>> start EXERCISE INPUTS

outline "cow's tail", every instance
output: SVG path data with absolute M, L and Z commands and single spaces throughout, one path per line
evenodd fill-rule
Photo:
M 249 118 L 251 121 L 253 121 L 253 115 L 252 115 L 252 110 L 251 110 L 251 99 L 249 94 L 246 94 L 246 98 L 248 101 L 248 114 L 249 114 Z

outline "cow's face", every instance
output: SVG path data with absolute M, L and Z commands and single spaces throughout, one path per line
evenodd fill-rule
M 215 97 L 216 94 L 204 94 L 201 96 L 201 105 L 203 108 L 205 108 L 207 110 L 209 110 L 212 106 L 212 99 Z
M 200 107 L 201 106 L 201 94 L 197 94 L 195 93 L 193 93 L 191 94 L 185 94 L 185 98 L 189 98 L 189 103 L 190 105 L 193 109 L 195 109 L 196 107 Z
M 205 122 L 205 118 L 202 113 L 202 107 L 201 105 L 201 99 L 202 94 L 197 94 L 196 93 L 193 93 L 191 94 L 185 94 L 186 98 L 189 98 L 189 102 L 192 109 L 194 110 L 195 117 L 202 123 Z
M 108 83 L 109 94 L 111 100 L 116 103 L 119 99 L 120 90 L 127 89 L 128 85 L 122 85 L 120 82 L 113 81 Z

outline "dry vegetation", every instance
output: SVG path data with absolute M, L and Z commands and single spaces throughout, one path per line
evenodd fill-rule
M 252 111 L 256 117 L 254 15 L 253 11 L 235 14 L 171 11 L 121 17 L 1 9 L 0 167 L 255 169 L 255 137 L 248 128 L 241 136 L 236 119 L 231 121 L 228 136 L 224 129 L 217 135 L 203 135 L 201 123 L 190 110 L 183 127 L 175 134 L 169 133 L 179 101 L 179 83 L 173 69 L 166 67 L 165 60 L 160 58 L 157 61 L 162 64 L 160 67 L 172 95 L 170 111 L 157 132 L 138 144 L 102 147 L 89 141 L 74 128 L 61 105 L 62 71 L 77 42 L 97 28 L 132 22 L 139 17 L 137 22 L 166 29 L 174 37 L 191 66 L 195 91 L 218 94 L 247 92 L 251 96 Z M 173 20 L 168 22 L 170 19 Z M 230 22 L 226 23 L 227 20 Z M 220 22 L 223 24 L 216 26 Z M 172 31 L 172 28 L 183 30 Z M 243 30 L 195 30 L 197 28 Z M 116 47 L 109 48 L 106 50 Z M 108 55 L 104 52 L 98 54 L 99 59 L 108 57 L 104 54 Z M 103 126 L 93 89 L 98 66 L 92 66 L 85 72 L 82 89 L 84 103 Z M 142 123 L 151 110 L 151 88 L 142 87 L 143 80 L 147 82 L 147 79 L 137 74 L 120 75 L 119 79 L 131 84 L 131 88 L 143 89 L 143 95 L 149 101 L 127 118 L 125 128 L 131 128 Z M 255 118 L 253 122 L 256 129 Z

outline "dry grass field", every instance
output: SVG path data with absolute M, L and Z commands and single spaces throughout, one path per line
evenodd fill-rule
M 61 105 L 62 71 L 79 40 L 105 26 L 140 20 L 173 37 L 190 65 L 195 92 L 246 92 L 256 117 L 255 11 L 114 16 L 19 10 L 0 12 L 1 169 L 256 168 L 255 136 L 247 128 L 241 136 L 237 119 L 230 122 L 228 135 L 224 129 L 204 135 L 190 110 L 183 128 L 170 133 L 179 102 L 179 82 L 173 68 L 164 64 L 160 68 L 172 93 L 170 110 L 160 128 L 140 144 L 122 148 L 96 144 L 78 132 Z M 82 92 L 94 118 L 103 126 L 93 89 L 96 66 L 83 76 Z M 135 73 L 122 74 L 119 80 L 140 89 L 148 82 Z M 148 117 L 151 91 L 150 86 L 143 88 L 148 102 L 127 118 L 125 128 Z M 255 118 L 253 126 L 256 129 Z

>> end EXERCISE INPUTS

Return all of the data above verbatim, line for line, without changing anything.

outline "cow's tail", every instance
output: SVG path data with absolute M, L and Z commands and single spaces throughout, one path per line
evenodd fill-rule
Photo:
M 249 118 L 251 121 L 253 121 L 253 115 L 252 115 L 252 110 L 251 110 L 251 99 L 249 94 L 246 94 L 246 98 L 248 101 L 248 114 L 249 114 Z

outline "cow's face", every instance
output: SVG path data with absolute M, L and Z commands and single spaces throughout, one path per line
evenodd fill-rule
M 215 97 L 216 94 L 204 94 L 201 96 L 201 105 L 203 108 L 205 108 L 207 110 L 209 110 L 212 106 L 212 99 Z
M 200 107 L 201 106 L 201 94 L 197 94 L 195 93 L 193 93 L 191 94 L 185 94 L 185 98 L 189 98 L 189 103 L 190 105 L 193 109 L 195 109 L 196 107 Z
M 205 122 L 205 118 L 202 113 L 202 107 L 201 105 L 201 99 L 202 94 L 197 94 L 196 93 L 193 93 L 191 94 L 185 94 L 186 98 L 189 98 L 189 102 L 192 109 L 194 110 L 195 117 L 202 123 Z
M 108 83 L 109 94 L 111 100 L 116 103 L 119 99 L 120 90 L 127 89 L 128 85 L 122 85 L 120 82 L 113 81 Z

outline "dry vegetation", every instance
output: SVG path data with absolute M, L and Z commands and single spaces throughout, one path per line
evenodd fill-rule
M 252 111 L 256 117 L 254 15 L 253 11 L 235 14 L 171 11 L 121 17 L 1 9 L 0 167 L 255 169 L 255 137 L 248 128 L 241 136 L 236 119 L 231 121 L 228 136 L 224 129 L 217 135 L 203 135 L 201 123 L 190 110 L 183 127 L 175 134 L 169 133 L 179 101 L 179 83 L 173 69 L 166 67 L 165 60 L 160 58 L 157 61 L 162 64 L 160 67 L 172 95 L 170 111 L 157 132 L 138 144 L 102 147 L 89 141 L 74 128 L 61 105 L 62 71 L 77 42 L 97 28 L 132 22 L 139 17 L 137 22 L 166 29 L 174 37 L 191 66 L 195 91 L 218 94 L 247 92 L 251 96 Z M 173 20 L 168 22 L 170 19 Z M 230 22 L 226 23 L 227 20 Z M 220 22 L 223 24 L 216 26 Z M 172 31 L 172 28 L 183 30 Z M 243 30 L 195 30 L 197 28 Z M 116 47 L 109 48 L 106 50 Z M 108 55 L 104 52 L 98 54 L 99 59 L 108 57 L 104 54 Z M 103 126 L 93 89 L 98 66 L 92 66 L 85 72 L 82 89 L 84 103 Z M 142 123 L 151 110 L 151 88 L 142 87 L 143 80 L 147 82 L 147 79 L 137 74 L 120 75 L 119 79 L 131 84 L 131 88 L 143 89 L 143 95 L 149 101 L 127 118 L 125 128 L 131 128 Z M 255 118 L 253 122 L 256 129 Z

outline "dry grass field", every instance
output: SVG path data with absolute M, L and Z commands and single spaces throughout, one path per line
evenodd fill-rule
M 61 105 L 62 71 L 79 40 L 105 26 L 140 20 L 173 37 L 190 65 L 195 92 L 246 92 L 256 117 L 255 11 L 114 16 L 19 10 L 0 12 L 1 169 L 256 168 L 255 136 L 247 128 L 241 136 L 237 119 L 230 122 L 228 135 L 224 129 L 204 135 L 190 110 L 183 128 L 170 133 L 179 102 L 179 82 L 173 68 L 164 64 L 160 68 L 172 93 L 170 110 L 160 128 L 140 144 L 122 148 L 96 144 L 78 132 Z M 82 92 L 94 118 L 103 126 L 93 89 L 96 66 L 83 76 Z M 135 73 L 122 74 L 119 80 L 140 89 L 148 82 Z M 148 117 L 151 91 L 150 86 L 143 88 L 148 102 L 127 118 L 125 128 Z M 255 118 L 253 126 L 256 129 Z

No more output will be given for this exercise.